*Given exercise 1*:
In the passage on handling expected faults, which fault code is given as the example?

*Selected passage*:
To see past fault records for a specific component, add the history keyword, like this example:show faults history leaf 101 – Shows the fault history for leaf 101.

Handling Expected Faults

Sometimes, faults occur in the ACI fabric that are harmless at the moment. Here's how to manage these expected faults:

Understanding Expected Faults:
- Example: A fault with code F0532 is raised on a port that is currently down but linked to an endpoint group (EPG).
- Scenario: The port is not in use now but will be used in the future, so this fault can be safely ignored.
Options to Manage Expected Faults:
1. Squelch: Permanently Suppress Specific Faults
  - Purpose: Stop all notifications for a specific fault code permanently.
  - Effect:
    - Faults with the squelched code are removed from dashboards and logs.
    - They do not impact the health score.
  - How to Squelch:
    - From a fault table.
    - Within a monitoring policy.
  - Note: To unsquelch, you must manually remove the suppression. Faults that were squelched during the suppression period will not be visible.
2. Acknowledge: Temporarily Ignore Specific Faults
  - Purpose: Temporarily ignore a fault for a specific object (identified by its distinguished name or DN).
  - Benefits:
    - Marks the fault as known, allowing users to ignore related notifications.
    - Deletes the fault before the retention policy removes it automatically.
  - Behavior:
    - If the fault is in a retain life cycle, it is deleted immediately upon acknowledgment.
    - Otherwise, it is deleted after the retention interval expires.
    - If the fault reoccurs after being acknowledged, you need to acknowledge it again.
  - Health Score Impact:
    - By default, acknowledging a fault does not affect the health score.
    - You can choose to exclude acknowledged faults from the health score evaluation.

*Source records*:
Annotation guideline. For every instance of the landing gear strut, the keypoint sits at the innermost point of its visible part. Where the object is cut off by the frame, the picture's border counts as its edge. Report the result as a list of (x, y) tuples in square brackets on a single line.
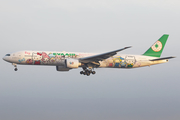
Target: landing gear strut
[(87, 71), (15, 65)]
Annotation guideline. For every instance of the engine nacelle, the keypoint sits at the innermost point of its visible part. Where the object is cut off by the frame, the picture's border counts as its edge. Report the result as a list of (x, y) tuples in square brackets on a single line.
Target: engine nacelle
[(62, 68), (72, 63)]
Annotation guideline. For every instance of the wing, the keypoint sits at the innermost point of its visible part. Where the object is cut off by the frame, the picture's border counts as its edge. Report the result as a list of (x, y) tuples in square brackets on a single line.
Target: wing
[(100, 57), (162, 58)]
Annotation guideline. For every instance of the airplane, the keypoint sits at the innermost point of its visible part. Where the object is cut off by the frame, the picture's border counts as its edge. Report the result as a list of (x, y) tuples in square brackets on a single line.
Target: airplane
[(65, 61)]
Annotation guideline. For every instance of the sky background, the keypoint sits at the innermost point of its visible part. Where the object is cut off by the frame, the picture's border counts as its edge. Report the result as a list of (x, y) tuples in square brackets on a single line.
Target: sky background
[(42, 93)]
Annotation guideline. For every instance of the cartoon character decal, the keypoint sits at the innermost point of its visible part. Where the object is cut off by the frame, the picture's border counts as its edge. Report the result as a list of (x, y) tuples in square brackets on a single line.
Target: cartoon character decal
[(58, 59), (29, 61), (130, 61), (122, 62), (51, 55), (37, 57), (45, 58)]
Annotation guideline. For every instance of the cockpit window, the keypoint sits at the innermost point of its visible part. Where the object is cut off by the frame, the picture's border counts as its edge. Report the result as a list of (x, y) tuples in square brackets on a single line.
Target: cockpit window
[(7, 54)]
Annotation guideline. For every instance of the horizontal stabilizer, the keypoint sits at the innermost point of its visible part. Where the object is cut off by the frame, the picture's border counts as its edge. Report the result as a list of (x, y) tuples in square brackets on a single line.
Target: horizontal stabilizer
[(162, 58)]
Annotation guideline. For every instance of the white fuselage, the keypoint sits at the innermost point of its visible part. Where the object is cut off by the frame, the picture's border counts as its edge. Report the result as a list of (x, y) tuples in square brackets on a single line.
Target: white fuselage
[(55, 58)]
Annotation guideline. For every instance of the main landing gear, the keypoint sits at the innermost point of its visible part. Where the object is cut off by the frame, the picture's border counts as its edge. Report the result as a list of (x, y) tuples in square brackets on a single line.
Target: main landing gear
[(87, 71), (15, 65)]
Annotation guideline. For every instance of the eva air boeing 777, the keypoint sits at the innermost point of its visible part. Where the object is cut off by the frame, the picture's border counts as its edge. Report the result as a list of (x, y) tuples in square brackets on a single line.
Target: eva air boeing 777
[(65, 61)]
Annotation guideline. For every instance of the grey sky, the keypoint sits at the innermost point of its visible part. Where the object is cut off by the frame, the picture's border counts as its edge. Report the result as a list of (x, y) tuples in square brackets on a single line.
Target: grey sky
[(42, 93)]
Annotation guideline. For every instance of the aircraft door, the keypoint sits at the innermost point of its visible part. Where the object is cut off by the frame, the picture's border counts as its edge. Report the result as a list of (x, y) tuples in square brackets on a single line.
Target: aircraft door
[(130, 60), (36, 58)]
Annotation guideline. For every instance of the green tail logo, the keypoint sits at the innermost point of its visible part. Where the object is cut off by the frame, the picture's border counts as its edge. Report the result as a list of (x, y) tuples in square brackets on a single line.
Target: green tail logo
[(156, 49)]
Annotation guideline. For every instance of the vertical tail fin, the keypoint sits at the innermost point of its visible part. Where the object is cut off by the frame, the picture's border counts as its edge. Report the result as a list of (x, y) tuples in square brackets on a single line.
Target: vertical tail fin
[(156, 49)]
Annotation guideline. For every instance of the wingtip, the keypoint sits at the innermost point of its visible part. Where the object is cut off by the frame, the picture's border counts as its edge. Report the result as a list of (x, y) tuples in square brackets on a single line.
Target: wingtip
[(128, 47)]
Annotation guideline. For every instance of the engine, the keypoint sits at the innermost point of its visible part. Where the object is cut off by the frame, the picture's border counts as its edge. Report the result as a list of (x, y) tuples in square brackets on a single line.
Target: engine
[(62, 68), (68, 64)]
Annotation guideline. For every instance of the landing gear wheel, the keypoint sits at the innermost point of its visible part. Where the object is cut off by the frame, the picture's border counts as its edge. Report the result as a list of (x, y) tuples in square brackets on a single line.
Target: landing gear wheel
[(15, 69)]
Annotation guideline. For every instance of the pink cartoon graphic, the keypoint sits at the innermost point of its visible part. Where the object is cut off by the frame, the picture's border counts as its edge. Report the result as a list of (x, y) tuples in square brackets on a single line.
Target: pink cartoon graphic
[(58, 59), (37, 57), (29, 61), (45, 58)]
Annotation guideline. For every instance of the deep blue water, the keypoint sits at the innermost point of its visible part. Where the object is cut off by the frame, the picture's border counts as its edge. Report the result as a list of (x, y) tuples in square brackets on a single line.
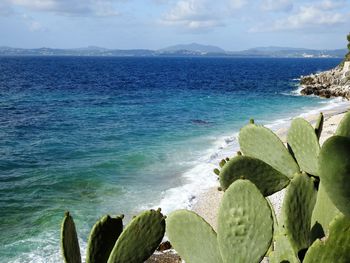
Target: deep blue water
[(113, 135)]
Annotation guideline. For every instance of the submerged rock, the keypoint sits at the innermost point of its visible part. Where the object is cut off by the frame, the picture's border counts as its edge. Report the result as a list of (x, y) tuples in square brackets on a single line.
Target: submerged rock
[(331, 83)]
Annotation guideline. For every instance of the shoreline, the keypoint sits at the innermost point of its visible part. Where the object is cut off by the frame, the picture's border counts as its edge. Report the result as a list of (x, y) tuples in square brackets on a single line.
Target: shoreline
[(207, 203), (200, 179)]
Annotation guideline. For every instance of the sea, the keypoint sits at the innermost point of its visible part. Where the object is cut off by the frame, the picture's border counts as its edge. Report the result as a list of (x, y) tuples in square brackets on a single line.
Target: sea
[(105, 135)]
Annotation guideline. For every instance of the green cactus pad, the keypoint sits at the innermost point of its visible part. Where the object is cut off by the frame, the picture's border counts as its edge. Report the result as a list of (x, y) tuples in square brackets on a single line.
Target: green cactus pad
[(261, 143), (334, 163), (284, 251), (69, 240), (297, 208), (344, 126), (192, 237), (245, 224), (319, 125), (336, 247), (102, 238), (139, 239), (322, 215), (304, 143), (266, 178)]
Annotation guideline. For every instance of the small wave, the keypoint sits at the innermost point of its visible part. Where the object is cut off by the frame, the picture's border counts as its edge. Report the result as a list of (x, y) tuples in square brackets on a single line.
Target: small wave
[(295, 92)]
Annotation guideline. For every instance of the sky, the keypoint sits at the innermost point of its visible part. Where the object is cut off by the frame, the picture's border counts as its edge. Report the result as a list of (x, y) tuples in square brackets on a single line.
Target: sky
[(154, 24)]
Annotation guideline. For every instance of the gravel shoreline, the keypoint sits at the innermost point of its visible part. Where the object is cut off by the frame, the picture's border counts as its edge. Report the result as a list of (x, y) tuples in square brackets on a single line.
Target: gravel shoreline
[(207, 204)]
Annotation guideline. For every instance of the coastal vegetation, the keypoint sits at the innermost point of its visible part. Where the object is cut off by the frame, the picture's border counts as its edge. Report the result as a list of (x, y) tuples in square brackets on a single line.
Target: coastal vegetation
[(314, 225), (331, 83), (347, 56)]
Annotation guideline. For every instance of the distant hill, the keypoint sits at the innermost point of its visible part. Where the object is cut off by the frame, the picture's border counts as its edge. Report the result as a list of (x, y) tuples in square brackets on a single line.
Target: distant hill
[(188, 50), (193, 47), (288, 52)]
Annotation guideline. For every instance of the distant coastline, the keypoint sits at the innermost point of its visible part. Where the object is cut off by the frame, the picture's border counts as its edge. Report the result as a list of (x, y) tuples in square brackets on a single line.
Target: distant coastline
[(330, 83), (188, 50)]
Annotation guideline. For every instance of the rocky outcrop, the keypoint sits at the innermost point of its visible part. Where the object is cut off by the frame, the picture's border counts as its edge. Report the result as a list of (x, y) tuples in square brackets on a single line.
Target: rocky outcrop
[(332, 83)]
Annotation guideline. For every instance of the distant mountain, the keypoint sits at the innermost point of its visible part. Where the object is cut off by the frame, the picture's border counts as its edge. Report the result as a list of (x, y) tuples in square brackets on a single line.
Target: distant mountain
[(193, 47), (188, 50)]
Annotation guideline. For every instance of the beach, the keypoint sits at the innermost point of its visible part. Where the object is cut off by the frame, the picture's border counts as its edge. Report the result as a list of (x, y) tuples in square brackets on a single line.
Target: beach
[(207, 203)]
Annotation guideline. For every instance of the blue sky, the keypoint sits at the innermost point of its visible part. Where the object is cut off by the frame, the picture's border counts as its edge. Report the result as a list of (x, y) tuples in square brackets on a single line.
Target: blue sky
[(153, 24)]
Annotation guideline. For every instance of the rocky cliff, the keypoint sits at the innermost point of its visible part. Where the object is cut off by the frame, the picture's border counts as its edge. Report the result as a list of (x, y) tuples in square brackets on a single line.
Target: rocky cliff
[(332, 83)]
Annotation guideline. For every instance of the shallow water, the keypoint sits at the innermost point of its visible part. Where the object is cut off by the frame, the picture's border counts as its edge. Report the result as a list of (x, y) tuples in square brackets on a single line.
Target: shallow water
[(116, 135)]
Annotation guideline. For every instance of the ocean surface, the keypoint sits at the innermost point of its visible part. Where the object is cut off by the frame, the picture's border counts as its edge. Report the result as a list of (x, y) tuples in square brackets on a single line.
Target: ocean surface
[(118, 135)]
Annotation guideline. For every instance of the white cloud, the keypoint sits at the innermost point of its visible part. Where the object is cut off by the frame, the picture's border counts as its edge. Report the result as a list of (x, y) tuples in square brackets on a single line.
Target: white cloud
[(323, 14), (32, 24), (277, 5), (201, 14), (69, 7)]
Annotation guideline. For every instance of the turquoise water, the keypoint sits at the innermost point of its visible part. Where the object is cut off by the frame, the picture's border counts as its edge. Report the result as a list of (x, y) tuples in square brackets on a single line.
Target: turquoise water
[(117, 135)]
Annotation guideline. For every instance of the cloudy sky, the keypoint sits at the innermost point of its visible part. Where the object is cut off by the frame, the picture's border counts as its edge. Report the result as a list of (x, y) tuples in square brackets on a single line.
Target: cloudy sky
[(153, 24)]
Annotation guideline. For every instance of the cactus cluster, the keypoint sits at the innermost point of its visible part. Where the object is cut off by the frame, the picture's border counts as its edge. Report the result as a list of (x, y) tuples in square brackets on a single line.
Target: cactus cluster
[(244, 216), (108, 242), (314, 225)]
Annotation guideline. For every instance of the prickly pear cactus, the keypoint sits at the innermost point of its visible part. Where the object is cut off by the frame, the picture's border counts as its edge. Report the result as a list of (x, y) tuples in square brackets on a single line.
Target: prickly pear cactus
[(261, 143), (344, 126), (267, 179), (139, 239), (102, 238), (319, 125), (297, 210), (192, 237), (322, 215), (245, 224), (334, 164), (336, 246), (69, 240), (304, 143)]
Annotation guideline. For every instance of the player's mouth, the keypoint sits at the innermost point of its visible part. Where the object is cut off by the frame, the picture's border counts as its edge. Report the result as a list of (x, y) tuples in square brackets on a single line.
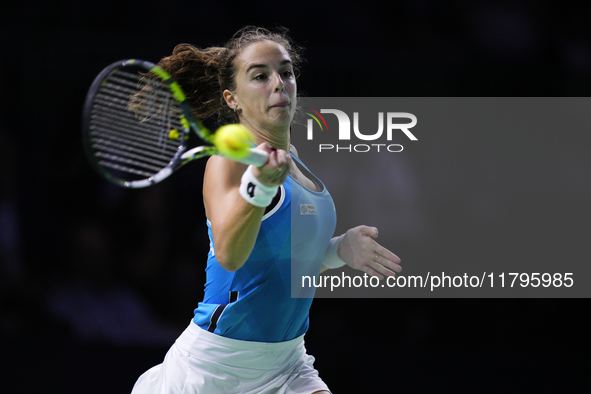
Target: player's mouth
[(280, 104)]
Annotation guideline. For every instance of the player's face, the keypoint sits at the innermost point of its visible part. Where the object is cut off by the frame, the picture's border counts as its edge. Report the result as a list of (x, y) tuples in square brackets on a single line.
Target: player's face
[(265, 86)]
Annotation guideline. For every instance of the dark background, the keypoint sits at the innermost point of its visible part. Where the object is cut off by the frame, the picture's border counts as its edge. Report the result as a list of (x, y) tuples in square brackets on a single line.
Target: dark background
[(96, 282)]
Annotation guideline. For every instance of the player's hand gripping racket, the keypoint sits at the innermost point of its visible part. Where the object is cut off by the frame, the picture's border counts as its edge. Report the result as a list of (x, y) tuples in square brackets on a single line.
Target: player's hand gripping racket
[(136, 124)]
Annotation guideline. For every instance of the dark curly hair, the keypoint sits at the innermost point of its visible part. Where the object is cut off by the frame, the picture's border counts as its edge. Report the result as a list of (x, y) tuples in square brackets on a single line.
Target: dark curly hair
[(204, 74)]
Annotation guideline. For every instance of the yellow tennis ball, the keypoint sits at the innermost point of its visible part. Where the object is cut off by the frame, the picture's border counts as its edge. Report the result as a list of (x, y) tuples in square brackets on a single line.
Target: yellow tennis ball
[(233, 141)]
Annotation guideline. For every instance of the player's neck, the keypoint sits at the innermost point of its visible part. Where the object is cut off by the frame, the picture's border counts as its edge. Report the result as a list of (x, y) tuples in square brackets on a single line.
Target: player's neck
[(278, 139)]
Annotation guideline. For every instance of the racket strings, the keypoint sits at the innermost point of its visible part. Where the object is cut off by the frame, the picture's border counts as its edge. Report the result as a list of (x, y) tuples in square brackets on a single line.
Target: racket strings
[(135, 126)]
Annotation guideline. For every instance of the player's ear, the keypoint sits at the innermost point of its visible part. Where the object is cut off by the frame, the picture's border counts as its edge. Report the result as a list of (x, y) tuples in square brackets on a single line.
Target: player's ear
[(230, 99)]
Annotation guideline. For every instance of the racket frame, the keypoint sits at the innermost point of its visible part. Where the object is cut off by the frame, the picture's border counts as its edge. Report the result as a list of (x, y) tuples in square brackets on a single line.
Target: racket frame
[(187, 120)]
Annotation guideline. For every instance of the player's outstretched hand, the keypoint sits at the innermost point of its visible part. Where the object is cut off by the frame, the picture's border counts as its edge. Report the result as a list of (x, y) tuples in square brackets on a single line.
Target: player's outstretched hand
[(359, 250)]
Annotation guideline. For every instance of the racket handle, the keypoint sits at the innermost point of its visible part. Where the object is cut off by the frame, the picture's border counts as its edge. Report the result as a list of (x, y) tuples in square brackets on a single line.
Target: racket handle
[(257, 158)]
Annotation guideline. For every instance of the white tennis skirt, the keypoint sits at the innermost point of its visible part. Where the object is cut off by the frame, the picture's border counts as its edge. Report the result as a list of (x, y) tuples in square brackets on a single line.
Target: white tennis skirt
[(206, 363)]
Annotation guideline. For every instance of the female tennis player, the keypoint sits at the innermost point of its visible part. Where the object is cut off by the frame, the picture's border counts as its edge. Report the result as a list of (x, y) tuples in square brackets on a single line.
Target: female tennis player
[(265, 223)]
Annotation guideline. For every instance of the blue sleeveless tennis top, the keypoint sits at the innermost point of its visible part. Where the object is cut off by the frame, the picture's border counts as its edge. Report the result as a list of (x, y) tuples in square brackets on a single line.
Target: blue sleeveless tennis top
[(256, 302)]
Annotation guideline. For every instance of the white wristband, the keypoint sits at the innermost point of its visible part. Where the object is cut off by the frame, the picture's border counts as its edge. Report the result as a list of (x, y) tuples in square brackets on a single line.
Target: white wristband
[(253, 191), (331, 258)]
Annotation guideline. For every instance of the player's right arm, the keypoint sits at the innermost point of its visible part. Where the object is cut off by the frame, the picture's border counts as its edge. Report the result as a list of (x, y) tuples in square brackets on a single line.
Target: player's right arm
[(235, 223)]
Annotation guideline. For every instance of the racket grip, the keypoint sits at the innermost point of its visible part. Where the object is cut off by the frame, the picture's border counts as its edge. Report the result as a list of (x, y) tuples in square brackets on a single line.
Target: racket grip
[(257, 158)]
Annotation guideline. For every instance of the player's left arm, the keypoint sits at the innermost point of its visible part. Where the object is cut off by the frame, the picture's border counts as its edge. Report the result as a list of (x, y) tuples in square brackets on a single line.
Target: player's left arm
[(358, 249)]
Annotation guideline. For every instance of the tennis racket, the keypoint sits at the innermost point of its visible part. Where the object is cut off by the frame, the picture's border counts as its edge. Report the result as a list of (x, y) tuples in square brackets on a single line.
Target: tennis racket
[(136, 125)]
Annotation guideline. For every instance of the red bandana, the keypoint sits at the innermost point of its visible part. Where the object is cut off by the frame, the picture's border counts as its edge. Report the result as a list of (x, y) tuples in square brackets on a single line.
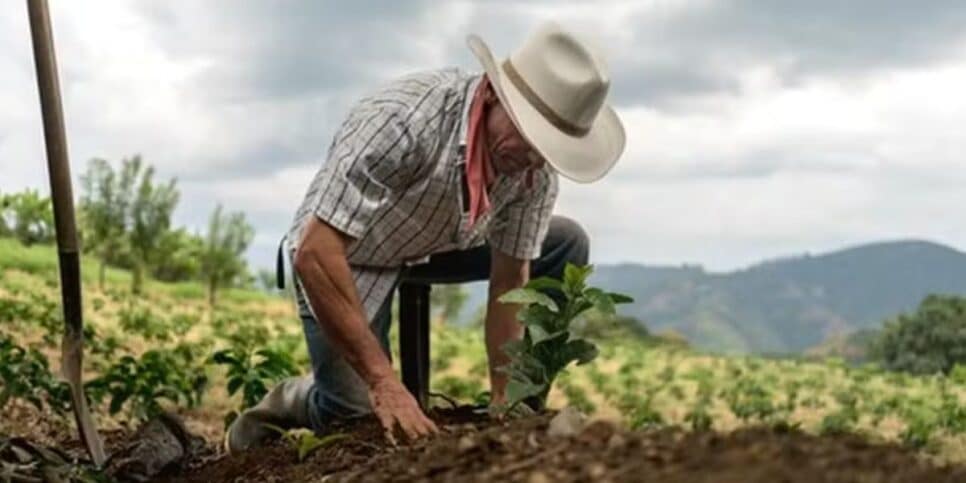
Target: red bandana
[(479, 171)]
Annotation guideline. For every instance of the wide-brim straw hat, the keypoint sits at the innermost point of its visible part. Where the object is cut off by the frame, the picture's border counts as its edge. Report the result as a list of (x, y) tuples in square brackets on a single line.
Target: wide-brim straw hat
[(554, 88)]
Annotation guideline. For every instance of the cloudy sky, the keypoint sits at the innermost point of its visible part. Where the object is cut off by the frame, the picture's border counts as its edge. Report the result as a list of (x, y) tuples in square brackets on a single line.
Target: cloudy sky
[(755, 128)]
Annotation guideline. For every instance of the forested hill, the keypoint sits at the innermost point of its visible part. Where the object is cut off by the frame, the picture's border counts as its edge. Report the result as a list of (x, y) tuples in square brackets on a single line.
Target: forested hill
[(785, 305), (789, 304)]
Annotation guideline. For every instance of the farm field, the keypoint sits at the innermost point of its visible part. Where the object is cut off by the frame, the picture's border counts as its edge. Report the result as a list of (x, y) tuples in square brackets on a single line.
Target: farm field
[(660, 407)]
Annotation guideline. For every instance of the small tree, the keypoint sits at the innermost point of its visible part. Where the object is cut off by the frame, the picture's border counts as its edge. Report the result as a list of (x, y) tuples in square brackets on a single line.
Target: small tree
[(103, 209), (931, 340), (150, 220), (222, 261), (178, 256), (126, 215)]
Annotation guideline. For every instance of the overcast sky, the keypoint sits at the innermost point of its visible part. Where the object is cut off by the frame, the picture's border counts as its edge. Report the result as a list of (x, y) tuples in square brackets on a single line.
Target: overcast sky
[(755, 128)]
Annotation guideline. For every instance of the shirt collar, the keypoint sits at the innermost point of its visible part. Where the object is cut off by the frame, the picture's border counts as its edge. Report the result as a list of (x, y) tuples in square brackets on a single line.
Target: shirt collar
[(467, 103)]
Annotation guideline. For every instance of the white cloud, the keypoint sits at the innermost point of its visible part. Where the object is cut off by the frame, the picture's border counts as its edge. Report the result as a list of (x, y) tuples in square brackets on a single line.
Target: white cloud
[(728, 160)]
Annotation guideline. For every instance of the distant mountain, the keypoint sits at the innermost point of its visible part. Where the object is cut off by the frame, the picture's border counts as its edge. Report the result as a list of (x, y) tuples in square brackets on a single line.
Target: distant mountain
[(786, 305)]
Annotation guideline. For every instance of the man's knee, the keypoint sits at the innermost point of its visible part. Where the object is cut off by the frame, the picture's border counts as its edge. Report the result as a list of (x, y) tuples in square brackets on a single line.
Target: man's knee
[(571, 238)]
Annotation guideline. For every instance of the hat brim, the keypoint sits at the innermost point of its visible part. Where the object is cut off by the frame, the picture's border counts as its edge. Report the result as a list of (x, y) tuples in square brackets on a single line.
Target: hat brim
[(583, 159)]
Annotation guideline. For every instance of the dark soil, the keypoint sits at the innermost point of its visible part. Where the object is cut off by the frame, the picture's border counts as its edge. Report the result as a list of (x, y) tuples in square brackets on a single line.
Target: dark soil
[(473, 448)]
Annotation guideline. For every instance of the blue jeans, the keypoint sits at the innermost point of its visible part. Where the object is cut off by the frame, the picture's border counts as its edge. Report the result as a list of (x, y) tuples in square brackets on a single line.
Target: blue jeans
[(340, 393)]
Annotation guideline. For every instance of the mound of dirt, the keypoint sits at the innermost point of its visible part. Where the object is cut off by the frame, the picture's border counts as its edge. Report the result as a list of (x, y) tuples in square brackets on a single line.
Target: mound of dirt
[(474, 448)]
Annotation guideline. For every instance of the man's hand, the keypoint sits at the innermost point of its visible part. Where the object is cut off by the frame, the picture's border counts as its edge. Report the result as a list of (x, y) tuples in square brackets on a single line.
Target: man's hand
[(393, 405)]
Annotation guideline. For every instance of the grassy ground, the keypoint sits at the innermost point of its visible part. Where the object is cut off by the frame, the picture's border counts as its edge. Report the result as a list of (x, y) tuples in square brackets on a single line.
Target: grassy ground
[(634, 382)]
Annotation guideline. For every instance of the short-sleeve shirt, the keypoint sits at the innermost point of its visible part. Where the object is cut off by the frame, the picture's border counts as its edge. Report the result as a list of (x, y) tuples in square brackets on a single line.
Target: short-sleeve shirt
[(394, 181)]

*Given exercise 2*:
Rewrite the rows from the first one through the line containing "57), (45, 58)]", swapping "Target" for "Label" and keeping everything else the same. Leave out the pictures.

*Correct result 1*:
F0532

*Correct result 2*:
Annotation guideline. For every instance of the landing gear strut, the keypoint sits at the innermost point of its visible part. Where the object is cut off by the frame, the picture's border counts as its edge. Report the result as a list of (x, y) tuples in square brackets on a single line.
Label: landing gear strut
[(87, 71), (15, 65)]
Annotation guideline. For every instance of the engine nacelle, the keypoint sits at the innermost point of its visible part. Where the object is cut off by the frame, the picture's border counts as its edge. Report the result as a list of (x, y) tuples in square brackets on a single line.
Label: engine nacelle
[(62, 68), (72, 63)]
Annotation guideline. For every instance of the wing, the keypoint sits at the innermost point of its visible part. Where the object is cut off by the frame, the picture's border counts as its edge. Report the result as a list of (x, y) tuples in square brackets on a single line.
Label: wing
[(100, 57), (162, 58)]
Annotation guideline. For every instance of the airplane, the keypoint sits at the innermost point of its visible part. Where the object is cut off by the frame, the picture's border counts as its edge. Report the result as a list of (x, y) tuples in square brackets on a single line.
Label: airplane
[(65, 61)]
Annotation guideline. For every instance of the sky background, the keypoint sits at the innermost point of its visible part. Where the object is cut off by the frame, the picture's border counts as its edge. Report the result as a list of (x, y) tuples in square brackets on a single line.
Label: sky background
[(42, 93)]
Annotation guideline. For every instance of the cartoon character decal, the keypoint sits at the innermost point of its visible part. Where the object is cut off by the frame, the picture's border counts as its edge. Report the result as a list of (x, y) tuples in square brackets on a single line.
Label: cartoon character decal
[(58, 59), (29, 61), (130, 61), (122, 62), (51, 55), (37, 57), (45, 58)]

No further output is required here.